====== Entries shown ======

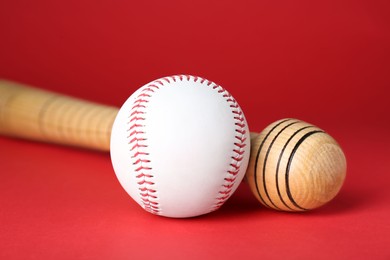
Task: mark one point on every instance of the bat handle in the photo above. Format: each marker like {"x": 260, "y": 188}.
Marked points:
{"x": 34, "y": 114}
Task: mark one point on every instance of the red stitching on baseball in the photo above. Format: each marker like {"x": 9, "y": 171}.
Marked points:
{"x": 238, "y": 150}
{"x": 140, "y": 155}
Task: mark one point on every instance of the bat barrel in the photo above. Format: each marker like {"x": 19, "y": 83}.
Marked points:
{"x": 35, "y": 114}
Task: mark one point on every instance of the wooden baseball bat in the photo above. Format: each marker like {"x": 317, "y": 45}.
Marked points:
{"x": 35, "y": 114}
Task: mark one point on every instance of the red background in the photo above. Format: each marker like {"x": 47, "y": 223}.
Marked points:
{"x": 325, "y": 62}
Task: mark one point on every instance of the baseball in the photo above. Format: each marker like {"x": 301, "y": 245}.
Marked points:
{"x": 180, "y": 146}
{"x": 295, "y": 166}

======

What to work on: All records above are to be output verbatim, with their pictures omitted.

Solved exercise:
Task: mark one point on every instance of the bat handle in the photo above. Format: each marker like {"x": 260, "y": 188}.
Marked points:
{"x": 34, "y": 114}
Task: mark one point on every instance of the red stitching on baseball in the photo above. Format: each marker like {"x": 9, "y": 171}.
Marked points:
{"x": 238, "y": 150}
{"x": 140, "y": 155}
Task: mark one point on every instance of the bat barrel in the photo above. Format: each marker like {"x": 19, "y": 83}.
Marked points:
{"x": 35, "y": 114}
Task: mark one point on every instance of the wooden baseball bat in the photo above. Format: each marker like {"x": 317, "y": 45}.
Marked points:
{"x": 35, "y": 114}
Task: mark one point on every instance of the red background in the photo above. Format: each marker like {"x": 47, "y": 223}.
Marked points:
{"x": 325, "y": 62}
Task: mark one point on every instance of the baseball in the photo above. Format: each marker like {"x": 301, "y": 245}.
Marked points:
{"x": 180, "y": 146}
{"x": 295, "y": 166}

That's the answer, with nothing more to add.